REQUIREMENTS:
Copy out every line from the one with "point: the orange" through the end of the lines, keeping each in full but adding 5 to every x and y coordinate given as an answer. Leave the pictures out.

MATERIAL PROVIDED:
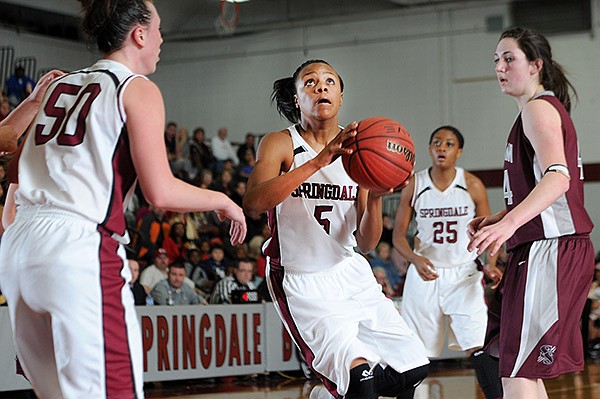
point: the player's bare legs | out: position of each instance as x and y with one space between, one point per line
486 370
515 388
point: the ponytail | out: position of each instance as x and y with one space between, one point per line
284 91
283 94
552 75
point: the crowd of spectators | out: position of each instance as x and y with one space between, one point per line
196 244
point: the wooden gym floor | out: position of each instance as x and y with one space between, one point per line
448 379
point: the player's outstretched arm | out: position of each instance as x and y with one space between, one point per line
145 123
16 123
267 186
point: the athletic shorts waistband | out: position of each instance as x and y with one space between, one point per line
42 211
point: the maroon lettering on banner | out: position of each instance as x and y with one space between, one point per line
256 334
188 340
245 339
162 327
205 343
147 338
288 344
175 340
234 342
220 340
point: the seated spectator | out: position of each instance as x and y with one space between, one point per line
156 272
200 153
241 279
18 86
176 244
383 259
4 107
224 183
222 149
152 231
204 179
216 263
203 277
174 291
204 249
138 290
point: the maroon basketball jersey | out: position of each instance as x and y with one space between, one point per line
567 215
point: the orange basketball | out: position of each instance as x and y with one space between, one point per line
383 154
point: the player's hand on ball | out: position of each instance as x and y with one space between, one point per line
335 148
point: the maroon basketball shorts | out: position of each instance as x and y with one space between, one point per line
537 307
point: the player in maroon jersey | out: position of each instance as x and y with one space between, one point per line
534 317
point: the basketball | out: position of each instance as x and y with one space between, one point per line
383 155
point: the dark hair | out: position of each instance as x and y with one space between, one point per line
109 21
284 90
457 133
552 75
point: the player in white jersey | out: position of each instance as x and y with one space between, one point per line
444 283
17 121
63 268
349 333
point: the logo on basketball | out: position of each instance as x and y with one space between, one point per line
547 354
409 156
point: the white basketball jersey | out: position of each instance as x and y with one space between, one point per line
76 156
312 229
442 218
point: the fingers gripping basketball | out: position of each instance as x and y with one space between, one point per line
383 154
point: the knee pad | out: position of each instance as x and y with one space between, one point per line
391 383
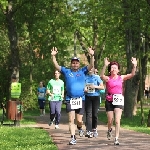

TASK OUTPUT:
point: the orange basketball | out: position of each instance as x and y with one space between, one point per line
388 159
point: the player's hand on ball | out: position of each instance as x and y with one space between, one point per line
340 153
point: the maroon basketball shorts | out: position of each instance as x and y with one space between, one point per line
542 312
point: the player in maroon jersey | out: position of each instance as x and y with one space between, one point per line
539 322
point: the basketball | out: position of each instance as x and y with one space between, one point per line
388 160
point: the dark hair | out: position of each instance as x and y with one space between, one point per line
114 26
289 95
462 138
557 80
point: the player in white jersey | out: position of each instance as x and y with one space between, one point per line
449 288
22 126
68 273
354 338
point: the logo on basketball | out: position of each instance as x and y with one space between, one point per line
552 359
414 161
point: the white basketball jersey | out: position of each instance as x and y with one space between, one point per line
81 161
317 234
447 223
point: the fingers gripping basketball | out: position of each instance as x and y with one space between, one point per line
388 159
point: the knee pad | out: position of each instance as x and y with one space between, one point per line
396 388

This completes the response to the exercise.